(Page excerpt Opens)

Breastfeeding is acknowledged as the preferred method of infant feeding by:
- American Academy of Pediatrics
- Georgia Chapter of the American Academy of Pediatrics
- American College of Obstetrics and Gynecology
- American Dietetic Association
- American College of Nurse-Midwives
- Association of Women's Health, Obstetric and Neonatal Nurses
- National Association of Pediatric Nurse Practitioners
- Healthy Mothers, Healthy Babies Coalition
- American Public Health Association
Professional Organization Support for Breastfeeding
- Breastmilk is the ideal nutrition for infants and breastmilk alone is the only food infants need for growth and development for the first six months of life. Gradual introduction of iron rich solid foods in the second half of the first year should complement the breastmilk. In 2005, the American Academy of Pediatrics (AAP) made the following recommendations:
- Human milk is the preferred feeding for all infants, including premature and sick newborns, with rare exceptions. The ultimate decision on feeding of the infant is the mother's. Pediatricians should provide parents with complete, current information on the benefits and methods of breastfeeding to ensure that the feeding decision is a fully informed one. When direct breastfeeding is not possible, expressed human milk, fortified when necessary for the premature infant, should be provided. Before advising against breastfeeding or recommending premature weaning, the practitioner should weigh thoughtfully the benefits of breastfeeding against the risks of not receiving human milk.
- Breastfeeding should begin as soon as possible after birth, usually within the first hour. Except under special circumstances, the newborn infant should remain with the mother throughout the recovery period. Procedures that may interfere with breastfeeding or traumatize the infant should be avoided or minimized.
- Newborns should be nursed whenever they show signs of hunger, such as increased alertness or activity, mouthing, or rooting.
- No supplements (water, glucose water, formula, and so forth) should be given to breastfeeding newborns unless a medical indication exists.
- When discharged <48 hours after delivery, all breastfeeding mothers and their newborns should be seen by a pediatrician or other knowledgeable health care practitioner when the newborn is 2 to 4 days of age. In addition to determination of infant weight and general health assessment, breastfeeding should be observed and evaluated for evidence of successful breastfeeding behavior. The infant should be assessed for jaundice, adequate hydration, and age-appropriate elimination patterns (at least six urinations per day and three to four stools per day) by 5 to 7 days of age.

(Page excerpt Closes)
(Listed entries Opens)

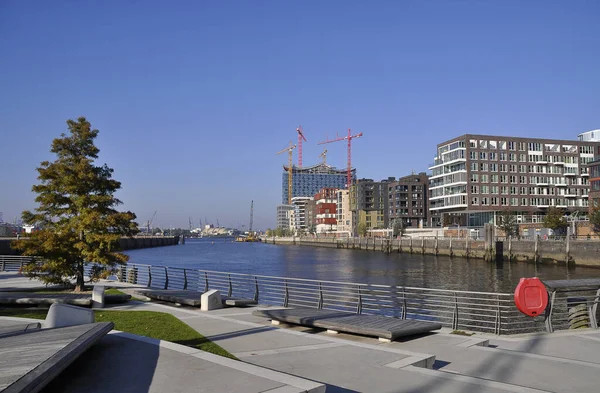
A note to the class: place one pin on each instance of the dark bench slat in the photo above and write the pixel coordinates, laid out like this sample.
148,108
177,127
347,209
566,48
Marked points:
369,325
64,345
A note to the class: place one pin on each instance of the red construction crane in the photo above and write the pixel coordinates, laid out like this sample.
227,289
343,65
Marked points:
349,139
300,138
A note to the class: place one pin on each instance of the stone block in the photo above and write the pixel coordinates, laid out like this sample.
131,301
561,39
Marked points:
98,296
61,315
210,300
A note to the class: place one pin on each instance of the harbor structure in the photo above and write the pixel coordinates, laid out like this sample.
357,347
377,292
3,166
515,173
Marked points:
476,176
344,214
285,215
589,136
308,181
326,214
408,201
300,214
369,203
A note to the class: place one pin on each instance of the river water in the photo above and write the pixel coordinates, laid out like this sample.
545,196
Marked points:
358,266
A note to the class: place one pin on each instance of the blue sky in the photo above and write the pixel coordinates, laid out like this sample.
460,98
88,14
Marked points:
194,98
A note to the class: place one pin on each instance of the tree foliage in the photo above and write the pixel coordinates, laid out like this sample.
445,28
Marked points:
555,220
398,228
507,222
76,213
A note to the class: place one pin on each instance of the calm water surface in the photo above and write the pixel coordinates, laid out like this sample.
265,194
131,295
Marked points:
351,265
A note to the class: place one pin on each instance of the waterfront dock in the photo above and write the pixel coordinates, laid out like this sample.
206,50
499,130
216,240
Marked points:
567,361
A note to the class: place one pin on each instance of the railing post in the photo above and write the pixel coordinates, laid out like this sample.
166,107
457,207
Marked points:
455,313
498,323
166,278
404,303
230,290
320,305
255,289
568,246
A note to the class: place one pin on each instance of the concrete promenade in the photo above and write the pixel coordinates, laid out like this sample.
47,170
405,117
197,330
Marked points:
439,362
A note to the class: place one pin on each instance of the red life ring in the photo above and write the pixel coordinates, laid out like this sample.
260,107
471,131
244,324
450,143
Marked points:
531,296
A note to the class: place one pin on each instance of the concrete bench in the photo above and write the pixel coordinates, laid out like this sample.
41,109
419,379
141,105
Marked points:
190,298
385,328
237,302
32,359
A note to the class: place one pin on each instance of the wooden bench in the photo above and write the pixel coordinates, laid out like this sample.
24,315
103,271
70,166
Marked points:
385,328
582,285
12,330
32,359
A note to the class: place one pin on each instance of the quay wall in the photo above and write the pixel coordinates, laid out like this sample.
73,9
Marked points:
125,243
572,252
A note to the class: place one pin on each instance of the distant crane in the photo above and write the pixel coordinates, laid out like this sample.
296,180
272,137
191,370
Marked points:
324,156
149,223
289,150
349,139
251,216
300,138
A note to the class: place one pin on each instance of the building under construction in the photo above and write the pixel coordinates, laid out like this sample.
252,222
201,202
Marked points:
308,181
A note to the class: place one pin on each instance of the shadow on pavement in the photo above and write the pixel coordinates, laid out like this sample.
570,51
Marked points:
239,333
501,370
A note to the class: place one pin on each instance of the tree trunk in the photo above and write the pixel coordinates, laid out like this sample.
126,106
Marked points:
79,283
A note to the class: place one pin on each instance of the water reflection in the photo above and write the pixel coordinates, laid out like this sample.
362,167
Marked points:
353,265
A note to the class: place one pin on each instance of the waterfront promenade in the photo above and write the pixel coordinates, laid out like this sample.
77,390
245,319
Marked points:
558,362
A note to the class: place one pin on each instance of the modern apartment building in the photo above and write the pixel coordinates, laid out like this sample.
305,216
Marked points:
475,176
594,195
285,215
369,203
408,200
344,214
300,213
326,201
307,181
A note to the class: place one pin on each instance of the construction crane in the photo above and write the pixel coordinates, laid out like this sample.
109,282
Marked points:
251,217
300,138
149,222
349,139
289,150
324,156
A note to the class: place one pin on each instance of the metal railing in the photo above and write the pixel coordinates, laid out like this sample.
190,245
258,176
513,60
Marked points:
460,310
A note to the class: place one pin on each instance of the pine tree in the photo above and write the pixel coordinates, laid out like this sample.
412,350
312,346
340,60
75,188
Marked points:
76,213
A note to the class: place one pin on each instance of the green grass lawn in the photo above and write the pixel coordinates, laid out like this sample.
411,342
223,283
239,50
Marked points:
152,324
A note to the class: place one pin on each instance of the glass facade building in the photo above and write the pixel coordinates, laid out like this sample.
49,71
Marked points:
308,181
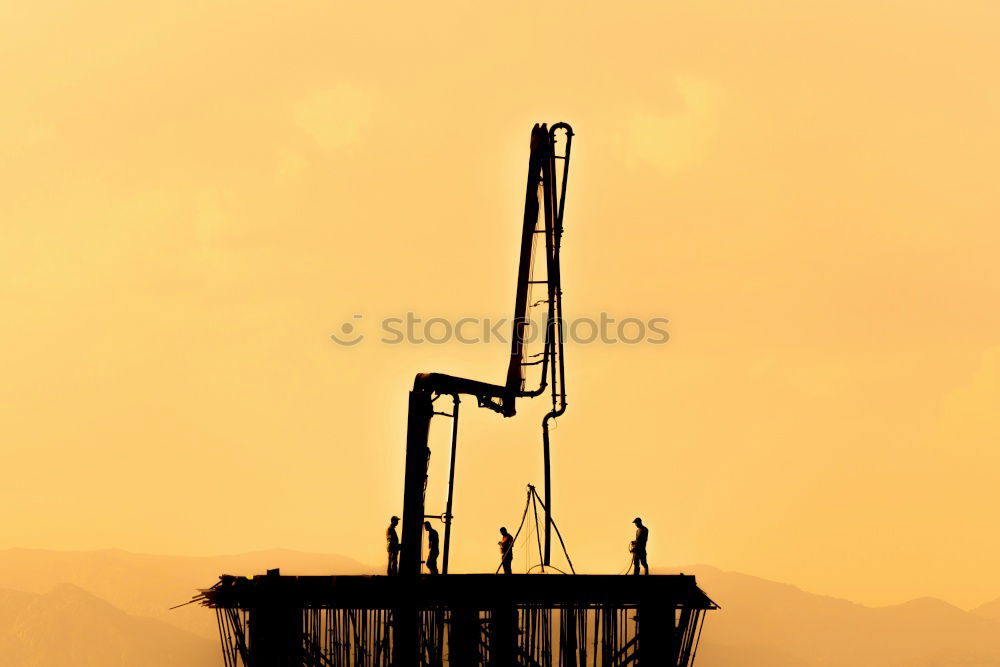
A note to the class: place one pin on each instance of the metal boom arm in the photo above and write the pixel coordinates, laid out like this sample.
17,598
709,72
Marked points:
547,193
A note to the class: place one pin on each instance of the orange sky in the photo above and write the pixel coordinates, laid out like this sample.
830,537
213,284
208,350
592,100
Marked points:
194,197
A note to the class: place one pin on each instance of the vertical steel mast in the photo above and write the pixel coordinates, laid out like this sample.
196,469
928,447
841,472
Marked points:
545,197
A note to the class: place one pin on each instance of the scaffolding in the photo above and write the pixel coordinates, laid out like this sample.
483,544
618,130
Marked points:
498,620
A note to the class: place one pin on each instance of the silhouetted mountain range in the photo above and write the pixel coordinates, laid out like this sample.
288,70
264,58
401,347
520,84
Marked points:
69,626
149,585
767,623
110,608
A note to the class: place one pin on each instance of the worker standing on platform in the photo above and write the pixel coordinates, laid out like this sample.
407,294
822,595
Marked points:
432,548
638,546
392,547
506,550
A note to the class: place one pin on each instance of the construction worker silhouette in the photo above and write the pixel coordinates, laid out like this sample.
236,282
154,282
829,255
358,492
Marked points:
432,548
638,546
506,550
392,547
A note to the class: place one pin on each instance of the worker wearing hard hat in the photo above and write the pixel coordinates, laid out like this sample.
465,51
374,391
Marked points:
638,546
392,547
506,550
432,548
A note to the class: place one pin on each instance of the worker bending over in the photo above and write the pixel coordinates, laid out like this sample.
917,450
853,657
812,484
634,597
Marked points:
432,548
392,547
506,550
638,547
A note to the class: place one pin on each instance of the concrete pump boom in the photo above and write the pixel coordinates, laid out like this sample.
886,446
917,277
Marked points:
545,192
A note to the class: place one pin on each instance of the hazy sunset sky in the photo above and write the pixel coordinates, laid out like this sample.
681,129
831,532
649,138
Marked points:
194,196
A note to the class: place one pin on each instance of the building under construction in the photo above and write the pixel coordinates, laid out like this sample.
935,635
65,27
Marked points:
473,619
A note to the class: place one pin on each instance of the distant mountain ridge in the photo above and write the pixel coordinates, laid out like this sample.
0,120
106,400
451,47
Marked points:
112,598
767,623
149,585
69,626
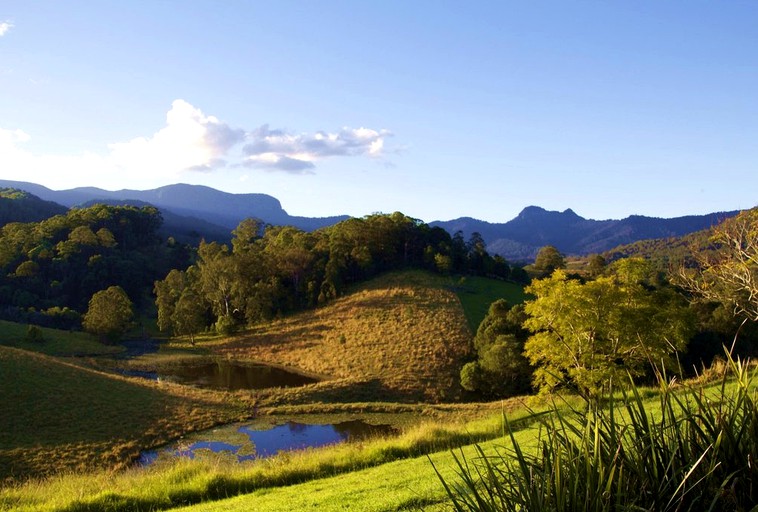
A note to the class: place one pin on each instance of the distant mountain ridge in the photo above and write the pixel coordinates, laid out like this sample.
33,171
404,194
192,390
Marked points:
205,203
520,239
194,211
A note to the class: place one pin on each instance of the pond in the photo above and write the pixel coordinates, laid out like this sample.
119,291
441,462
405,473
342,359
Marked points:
225,375
244,442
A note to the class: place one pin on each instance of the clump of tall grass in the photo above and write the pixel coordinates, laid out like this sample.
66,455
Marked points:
696,448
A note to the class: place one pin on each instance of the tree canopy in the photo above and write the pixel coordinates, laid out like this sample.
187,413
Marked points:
590,334
109,314
272,270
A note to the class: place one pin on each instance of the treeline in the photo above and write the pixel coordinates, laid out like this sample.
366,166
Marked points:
272,270
49,270
19,206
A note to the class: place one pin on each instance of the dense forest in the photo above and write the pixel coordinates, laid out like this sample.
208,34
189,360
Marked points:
273,270
52,268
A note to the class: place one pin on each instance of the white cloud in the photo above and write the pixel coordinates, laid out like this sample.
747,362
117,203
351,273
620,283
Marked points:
276,149
5,26
190,142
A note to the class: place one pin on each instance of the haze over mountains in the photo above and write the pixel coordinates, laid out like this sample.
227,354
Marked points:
192,212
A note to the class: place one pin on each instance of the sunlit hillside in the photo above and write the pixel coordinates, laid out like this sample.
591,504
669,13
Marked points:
403,335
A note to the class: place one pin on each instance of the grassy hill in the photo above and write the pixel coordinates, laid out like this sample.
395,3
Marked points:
400,337
55,414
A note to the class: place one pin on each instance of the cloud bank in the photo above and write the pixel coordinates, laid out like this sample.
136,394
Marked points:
275,149
190,142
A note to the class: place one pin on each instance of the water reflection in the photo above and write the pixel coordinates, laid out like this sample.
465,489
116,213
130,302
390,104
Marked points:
227,375
265,443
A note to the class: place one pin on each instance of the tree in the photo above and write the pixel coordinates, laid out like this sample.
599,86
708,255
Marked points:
728,272
500,368
589,335
109,314
548,260
596,265
189,316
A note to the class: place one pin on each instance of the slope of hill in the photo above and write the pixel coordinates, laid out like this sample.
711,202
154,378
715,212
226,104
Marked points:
535,227
56,415
197,201
401,336
21,206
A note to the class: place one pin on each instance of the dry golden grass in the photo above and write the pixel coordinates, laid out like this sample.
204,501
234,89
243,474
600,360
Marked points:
399,337
58,415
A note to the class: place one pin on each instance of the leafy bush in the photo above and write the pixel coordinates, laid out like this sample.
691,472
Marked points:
34,334
695,451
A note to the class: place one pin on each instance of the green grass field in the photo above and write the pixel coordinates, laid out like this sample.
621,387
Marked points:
57,414
477,293
389,347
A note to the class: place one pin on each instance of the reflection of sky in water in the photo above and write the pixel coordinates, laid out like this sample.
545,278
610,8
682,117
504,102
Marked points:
265,443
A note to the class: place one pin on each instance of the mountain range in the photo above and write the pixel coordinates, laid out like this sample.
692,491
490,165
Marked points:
192,212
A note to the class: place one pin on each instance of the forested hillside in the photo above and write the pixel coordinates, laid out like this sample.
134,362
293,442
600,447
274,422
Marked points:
19,206
273,270
51,269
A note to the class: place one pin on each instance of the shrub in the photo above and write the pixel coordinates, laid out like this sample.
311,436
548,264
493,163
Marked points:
34,334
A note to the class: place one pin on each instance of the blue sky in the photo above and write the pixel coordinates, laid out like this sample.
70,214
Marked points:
436,109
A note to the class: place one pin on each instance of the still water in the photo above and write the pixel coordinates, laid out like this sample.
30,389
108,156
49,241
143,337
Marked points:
226,375
246,443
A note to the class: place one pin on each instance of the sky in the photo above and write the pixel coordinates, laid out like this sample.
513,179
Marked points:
436,109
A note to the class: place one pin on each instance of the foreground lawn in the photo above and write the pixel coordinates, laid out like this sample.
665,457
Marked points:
340,471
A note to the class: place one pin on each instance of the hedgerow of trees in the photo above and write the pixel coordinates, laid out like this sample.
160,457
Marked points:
49,270
272,270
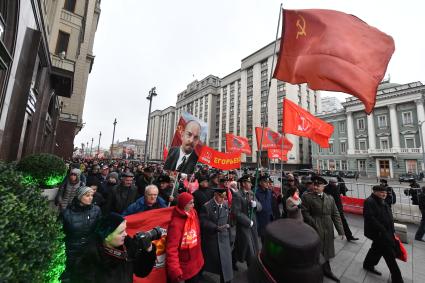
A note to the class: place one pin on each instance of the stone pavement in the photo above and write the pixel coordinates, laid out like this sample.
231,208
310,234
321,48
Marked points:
347,264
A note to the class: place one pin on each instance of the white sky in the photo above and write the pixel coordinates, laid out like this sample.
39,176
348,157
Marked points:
140,44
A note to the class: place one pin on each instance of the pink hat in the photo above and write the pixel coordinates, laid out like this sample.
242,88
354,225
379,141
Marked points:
183,199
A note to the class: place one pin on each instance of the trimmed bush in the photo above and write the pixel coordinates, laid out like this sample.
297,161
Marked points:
43,169
31,239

(Listed entries Closes)

# Brief 1:
In the breastfeeding text, when should breastfeeding begin after birth?
# Brief 2:
Continue the breastfeeding text from its last sentence.

# Exercise output 1:
As soon as possible after birth, usually within the first hour.

# Exercise output 2:
- Exclusive breastfeeding is ideal nutrition and sufficient to support optimal growth and development for approximately the first 6 months after birth. It is recommended that breastfeeding continue for at least 12 months, and thereafter for as long as mutually desired.
- In the first 6 months, water, juice, and other foods are generally unnecessary for breastfed infants.
Should hospitalization of the breastfeeding mother or infant be necessary, every effort should be made to maintain breastfeeding, preferably directly, or by pumping the breasts and feeding expressed breast milk.
Federal Government Support for Breastfeeding
In 1984, the Office of the Surgeon General held the first workshop on breastfeeding and human lactation. Out of this workshop came the Report on the Surgeon General's Workshop on Breastfeeding & Human Lactation and three follow-up reports in 1985, 1991 and 2001. All four reports included the following recommendations:
- Strengthen the support of breastfeeding in the health care system;
- Improve professional education in human lactation and breastfeeding;
- Develop public education and promotional efforts;
- Develop a broad range of support services in the community;
- Initiate a national breastfeeding promotion effort directed to women in the work force; and
- Expand research on human lactation and breastfeeding.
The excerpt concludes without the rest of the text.